Extracted text:
((
Script 3: Creating derived variables

The purpose of this script (filename N3_derive.sps) is to compute derived variables, including scales and composites and twin ages. See derived 14 Year variables for full details. The script carries out these tasks in order:

  1. Open the data file saved at the end of the previous script.
  2. Derive variables for individual twin ages when the web tests were started, when the various booklets/questionnaires were returned, and when the telephone language tests were reported as completed (note that the phone language test data are not in the dataset).
  3. All three web tests had discontinue rules; and in many or all of the items there was a significant chance of guessing the correct answer. Hence derive "adjusted" test scores: for any item skipped due to a discontinue rule, the default score of 0 is replaced by the "chance" score that would be obtained, on average, by selecting an answer at random. The adjusted total score is then the sum of the adjusted item scores.
))
[Natural-language descriptions of regions]
((
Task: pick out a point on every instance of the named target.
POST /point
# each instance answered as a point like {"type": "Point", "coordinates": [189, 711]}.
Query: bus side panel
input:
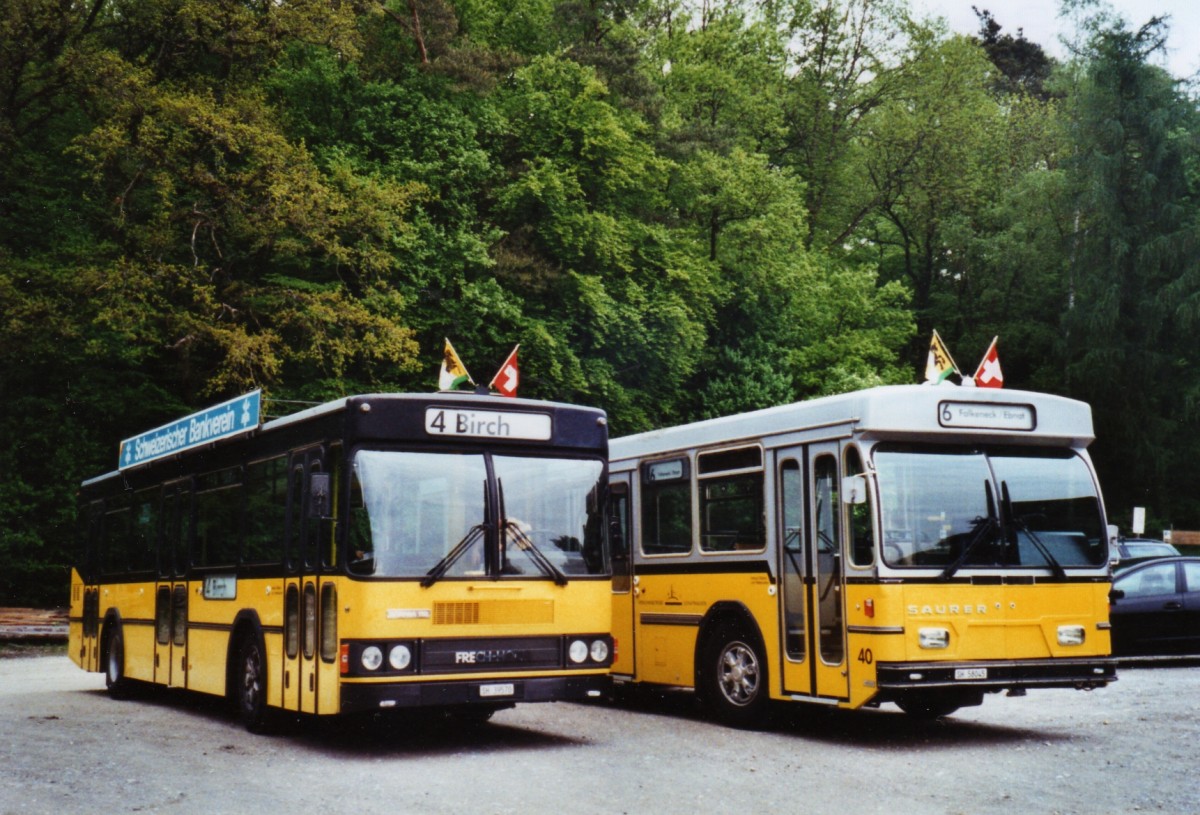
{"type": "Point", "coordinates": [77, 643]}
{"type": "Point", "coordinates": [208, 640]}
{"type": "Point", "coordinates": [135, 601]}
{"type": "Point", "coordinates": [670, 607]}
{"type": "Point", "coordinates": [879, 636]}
))
Carry on the text on the derived-variables script from the point where it stops. The entries are separate material, unrelated to the text on the derived-variables script.

Task response:
  4. Derive the standardized cognitive (g) composite as follows:
    1. Apply a filter (nexclude=0) to remove exclusions
    2. Standarise the necessary component scores
    3. Compute the mean of the appropriate standardised scores
    4. Standardise the mean, to make the final version of each composite
    5. Remove the filter
  5. Derive behaviour/environment scales (parent, teacher and child versions where appropriate) for the following measures: APSD, Conners, AQ, Victimisation, Puberty, Chaos, Parental Feelings and Discipline. In each case, the scale is derived using a mean of the relevant items, requiring at least half the items to be non-missing.
  6. Derive twin BMI from heights and weights reported in the twin booklet. Recode extreme outliers to missing in heights, weights and BMI.
  7. Drop any temporary variables that have been used to derive the new variables. Date variables are dropped at this point, having been used to derive ages.
  8. Save a working SPSS data file ready for the next script (filename n3derive).

Script 4: Labelling the variables

The purpose of this script (filename N4_label.sps) is to label all the variables in the dataset, and to add value labels for categorical variables. The script carries out these tasks in order:

  1. Open the data file saved at the end of the previous script.
  2. Label variables.
  3. Add value labels to all integer-valued categorical variables having 3 or more categories.
  4. Save a working SPSS data file ready for the next script (filename n4label).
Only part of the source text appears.